List each line in the items below that contains the string "person".

INPUT ROWS ::

[Start]

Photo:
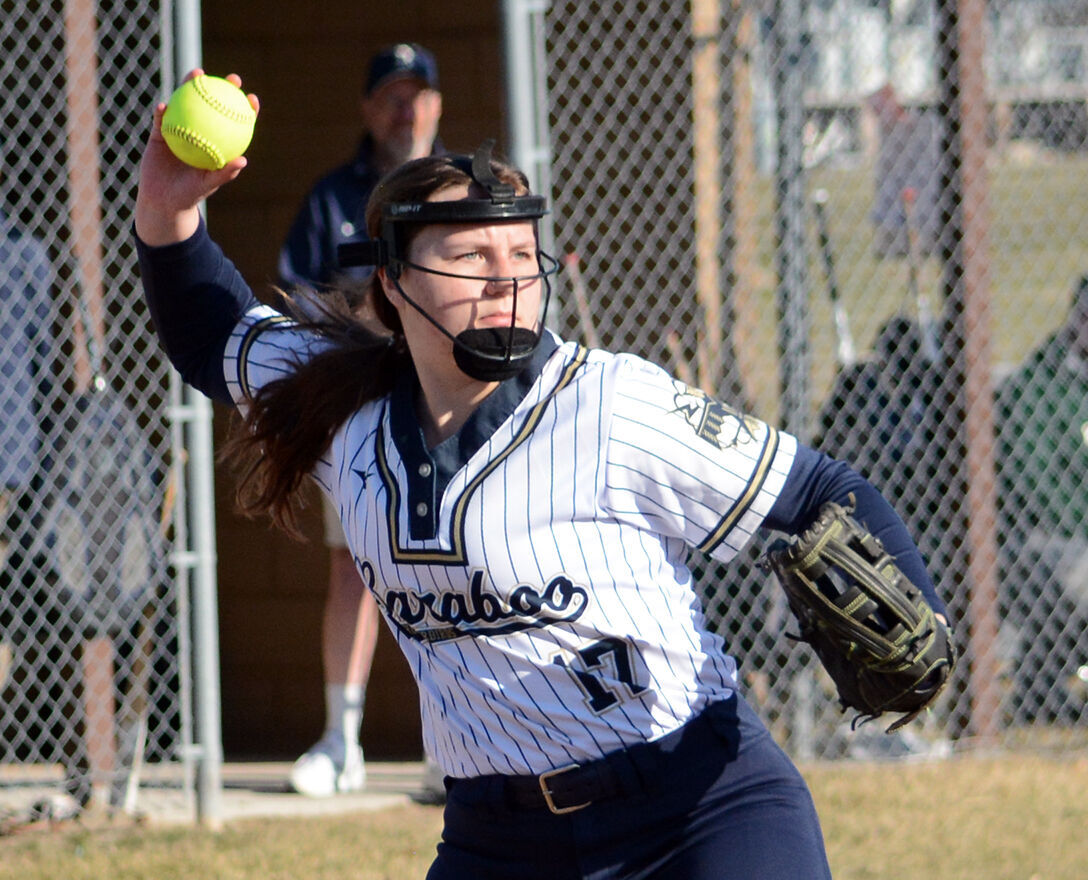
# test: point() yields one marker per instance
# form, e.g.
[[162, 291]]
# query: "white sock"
[[344, 710]]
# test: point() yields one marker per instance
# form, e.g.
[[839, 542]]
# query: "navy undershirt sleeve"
[[196, 297], [816, 479]]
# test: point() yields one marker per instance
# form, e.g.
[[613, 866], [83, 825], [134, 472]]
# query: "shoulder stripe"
[[739, 509], [455, 555]]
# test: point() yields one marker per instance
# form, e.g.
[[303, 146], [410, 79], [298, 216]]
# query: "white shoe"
[[434, 789], [329, 768]]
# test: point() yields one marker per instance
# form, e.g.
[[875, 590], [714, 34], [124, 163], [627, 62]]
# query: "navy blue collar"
[[430, 470]]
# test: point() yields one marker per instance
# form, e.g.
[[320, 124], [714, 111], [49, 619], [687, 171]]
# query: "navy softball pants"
[[716, 800]]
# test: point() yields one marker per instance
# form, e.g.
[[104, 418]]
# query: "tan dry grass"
[[1009, 817]]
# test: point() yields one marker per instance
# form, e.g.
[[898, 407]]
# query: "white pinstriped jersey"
[[548, 615]]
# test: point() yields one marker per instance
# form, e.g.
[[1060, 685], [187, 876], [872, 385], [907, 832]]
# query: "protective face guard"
[[490, 354]]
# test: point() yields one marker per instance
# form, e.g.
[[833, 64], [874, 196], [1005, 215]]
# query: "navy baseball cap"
[[400, 61]]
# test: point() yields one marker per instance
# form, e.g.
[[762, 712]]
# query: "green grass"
[[1014, 817]]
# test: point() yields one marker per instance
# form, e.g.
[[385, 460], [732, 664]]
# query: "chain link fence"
[[90, 668], [863, 222]]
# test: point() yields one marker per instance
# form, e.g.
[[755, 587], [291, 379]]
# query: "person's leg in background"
[[348, 637]]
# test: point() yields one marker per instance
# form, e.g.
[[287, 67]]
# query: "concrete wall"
[[306, 63]]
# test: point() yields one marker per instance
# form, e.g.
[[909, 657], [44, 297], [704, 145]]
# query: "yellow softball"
[[208, 122]]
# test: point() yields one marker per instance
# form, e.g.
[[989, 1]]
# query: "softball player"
[[522, 509]]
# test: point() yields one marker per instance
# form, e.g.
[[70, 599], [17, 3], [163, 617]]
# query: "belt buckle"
[[547, 792]]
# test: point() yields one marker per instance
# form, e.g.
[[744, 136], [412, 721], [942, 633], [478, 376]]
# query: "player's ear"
[[386, 277]]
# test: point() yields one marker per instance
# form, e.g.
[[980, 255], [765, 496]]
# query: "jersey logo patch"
[[712, 420], [445, 615]]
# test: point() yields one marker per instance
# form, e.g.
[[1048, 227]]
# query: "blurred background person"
[[400, 109], [1042, 470], [907, 159], [40, 709]]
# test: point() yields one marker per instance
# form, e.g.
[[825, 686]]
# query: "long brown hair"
[[289, 422]]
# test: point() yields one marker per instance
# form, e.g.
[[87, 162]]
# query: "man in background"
[[400, 108]]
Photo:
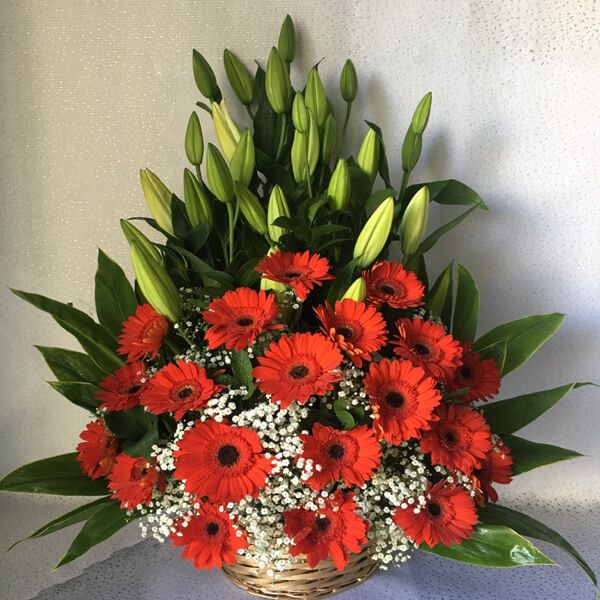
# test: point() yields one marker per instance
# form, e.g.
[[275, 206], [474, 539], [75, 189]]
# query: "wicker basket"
[[299, 581]]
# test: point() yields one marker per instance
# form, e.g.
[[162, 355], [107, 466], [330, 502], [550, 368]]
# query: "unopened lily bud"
[[315, 97], [239, 77], [368, 155], [194, 141], [205, 78], [287, 40], [348, 82], [329, 139], [277, 207], [374, 234], [197, 202], [251, 208], [219, 177], [357, 291], [133, 234], [277, 83], [156, 285], [299, 113], [338, 191], [243, 160], [158, 199], [227, 131], [414, 221]]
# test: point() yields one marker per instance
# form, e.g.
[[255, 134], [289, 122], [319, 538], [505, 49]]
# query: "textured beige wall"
[[93, 90]]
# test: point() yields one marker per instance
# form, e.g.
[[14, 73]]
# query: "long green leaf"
[[99, 527], [512, 414], [492, 514], [57, 475], [115, 298], [528, 455], [523, 337], [466, 309], [81, 513], [493, 546]]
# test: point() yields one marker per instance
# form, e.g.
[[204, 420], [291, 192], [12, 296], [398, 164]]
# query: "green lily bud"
[[368, 155], [243, 160], [219, 177], [348, 82], [299, 113], [414, 221], [227, 131], [239, 77], [133, 234], [374, 234], [158, 199], [421, 114], [156, 285], [194, 141], [251, 208], [315, 98], [205, 78], [357, 291], [338, 191], [329, 139], [277, 83], [287, 40], [197, 202], [277, 207]]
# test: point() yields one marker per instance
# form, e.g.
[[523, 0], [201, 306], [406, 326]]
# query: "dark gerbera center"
[[434, 509], [212, 528], [299, 371], [336, 451], [421, 349], [322, 523], [228, 455], [394, 399]]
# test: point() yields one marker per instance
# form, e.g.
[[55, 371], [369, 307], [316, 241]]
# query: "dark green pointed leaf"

[End]

RESULT OF THE TASK ::
# query: "person's leg in background"
# query: "blurred background person"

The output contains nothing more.